(Saved entries)
-- Opening Marker --
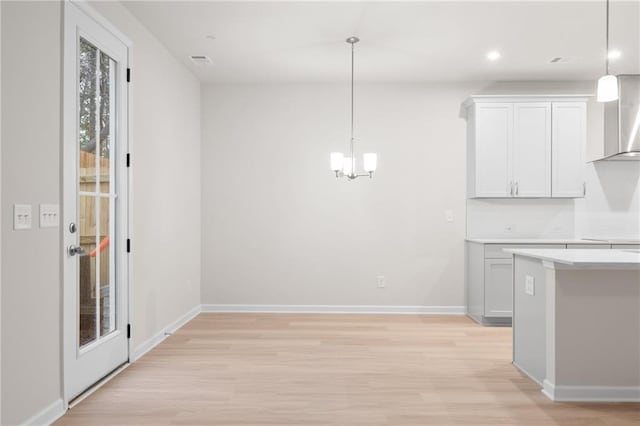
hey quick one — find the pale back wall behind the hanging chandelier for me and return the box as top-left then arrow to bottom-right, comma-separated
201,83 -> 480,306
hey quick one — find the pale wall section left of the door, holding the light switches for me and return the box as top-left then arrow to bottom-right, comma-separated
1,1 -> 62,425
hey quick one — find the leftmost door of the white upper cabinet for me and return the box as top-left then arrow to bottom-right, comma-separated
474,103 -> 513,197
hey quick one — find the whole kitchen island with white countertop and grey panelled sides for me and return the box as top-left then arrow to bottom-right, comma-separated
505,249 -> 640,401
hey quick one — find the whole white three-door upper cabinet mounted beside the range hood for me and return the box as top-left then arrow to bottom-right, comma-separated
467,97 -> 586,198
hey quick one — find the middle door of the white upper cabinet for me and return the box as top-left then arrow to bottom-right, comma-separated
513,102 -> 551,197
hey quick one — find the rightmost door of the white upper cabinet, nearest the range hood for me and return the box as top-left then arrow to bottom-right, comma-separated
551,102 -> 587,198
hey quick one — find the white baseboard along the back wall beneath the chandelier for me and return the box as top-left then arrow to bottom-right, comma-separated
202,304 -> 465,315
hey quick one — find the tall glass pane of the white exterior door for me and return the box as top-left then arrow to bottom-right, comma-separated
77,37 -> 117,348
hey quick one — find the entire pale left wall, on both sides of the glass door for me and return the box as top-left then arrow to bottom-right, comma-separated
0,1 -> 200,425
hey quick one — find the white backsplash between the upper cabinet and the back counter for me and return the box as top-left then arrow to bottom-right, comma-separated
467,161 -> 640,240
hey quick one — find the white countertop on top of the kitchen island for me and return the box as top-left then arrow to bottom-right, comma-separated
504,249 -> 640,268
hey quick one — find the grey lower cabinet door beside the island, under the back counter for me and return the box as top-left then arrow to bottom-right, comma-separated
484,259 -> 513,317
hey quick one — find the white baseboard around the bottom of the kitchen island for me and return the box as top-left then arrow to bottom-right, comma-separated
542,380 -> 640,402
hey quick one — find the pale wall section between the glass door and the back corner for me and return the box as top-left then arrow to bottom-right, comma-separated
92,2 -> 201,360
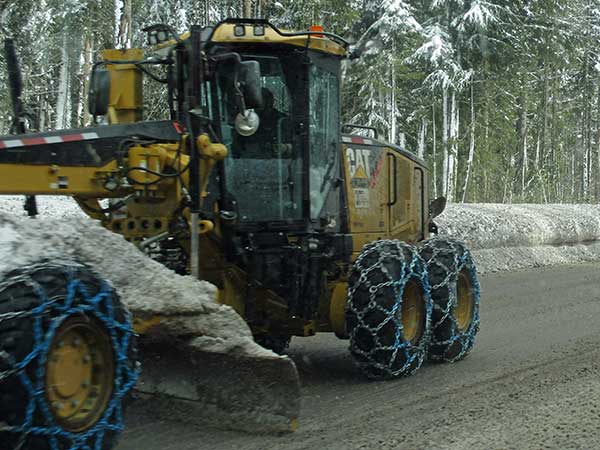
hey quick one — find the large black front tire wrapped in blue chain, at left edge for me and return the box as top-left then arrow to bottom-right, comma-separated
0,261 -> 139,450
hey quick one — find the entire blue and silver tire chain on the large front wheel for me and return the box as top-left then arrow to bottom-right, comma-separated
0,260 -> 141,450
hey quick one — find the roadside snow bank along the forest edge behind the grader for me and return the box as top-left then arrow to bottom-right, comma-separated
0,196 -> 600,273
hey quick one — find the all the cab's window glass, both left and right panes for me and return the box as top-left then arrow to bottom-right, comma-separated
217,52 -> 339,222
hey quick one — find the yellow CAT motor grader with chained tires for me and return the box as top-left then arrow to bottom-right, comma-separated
-- Closing Marker --
* _Task to carry out_
Would you retype all the lines shown above, exactly as written and without any picture?

* _Completed exercise_
hey quick one — find the pale back wall behind the hanging chandelier for me and return the box as top-left then arrow to bottom-right, comma-separated
201,83 -> 480,306
hey quick one — find the pale wall section left of the door, holding the light switches for me and return the box as top-left then arrow to bottom-right, comma-separated
1,1 -> 62,425
hey quick one — find the leftmost door of the white upper cabinet for me and return the box as top-left then arrow to bottom-right, comma-separated
474,103 -> 513,197
hey quick one — find the whole kitchen island with white countertop and grey panelled sides for me and return the box as top-left then arrow to bottom-right, comma-separated
505,249 -> 640,401
hey quick one — find the whole white three-door upper cabinet mounted beside the range hood for me and return the box as top-left then arrow to bottom-right, comma-separated
467,97 -> 586,198
hey quick one — find the middle door of the white upper cabinet for me and return the box as top-left then arrow to bottom-right, comma-separated
513,102 -> 551,197
hey quick one — find the rightmost door of the white upper cabinet, nearest the range hood for me and return the box as top-left then arrow to bottom-right, comma-separated
551,102 -> 587,198
hey quick one — find the white baseboard along the back wall beneath the chandelier for me and return the box as top-left then arrow to bottom-right, comma-separated
202,304 -> 465,315
hey quick one — find the tall glass pane of the white exterior door for me and return the box as top-left then arrow to bottom-right, comma-separated
77,37 -> 117,348
hey quick one — find the entire pale left wall, on both sides of the glass door for me and return the box as top-left then arrow to bottom-right, comma-separated
0,1 -> 200,425
hey quick one — find the white backsplash between the upper cabinet and the back counter for me and return the box as top-left then arrow to bottom-right, comma-separated
467,161 -> 640,240
hey quick one — find the white countertop on top of the kitchen island for me and return the box as top-left then arrow to bottom-right, comma-separated
504,249 -> 640,268
hey quick one — find the grey lower cabinet door beside the island, under the back counter for me and return the box as top-left then arrow to bottom-right, comma-separated
484,259 -> 513,317
hey quick one — find the white baseboard around the bottom of the kitchen island for me and return the box as top-left then arrow to bottom-right, comma-separated
542,380 -> 640,402
hey quick one — find the pale wall section between the glass door and the back corner for me and return the box as top-left then arrow to bottom-right, comma-separated
92,2 -> 201,360
hey quick one — find the large black front tire wrapped in blue chain, at left edge for me and return the box as top-left then arrow to bottom-right, comma-separated
0,261 -> 139,450
hey quick one — find the entire blue and silver tire chain on the large front wheel for me and return the box as top-left then arrow to bottom-right, comma-separated
0,260 -> 141,450
hey quick one — find the roadside snow bank along the forest edge behind the grader for me and return the box as top-left then arrow to bottom-right, comma-separated
0,196 -> 600,273
hey quick one — find the all the cab's window glass, both left and right panes for me and return the box as top-left then arrow to bottom-right, comma-separated
217,52 -> 339,222
hey quick one — find the yellow CAT motor grader with chained tires for me and return the box as top-left then arrow to bottom-right, comma-separated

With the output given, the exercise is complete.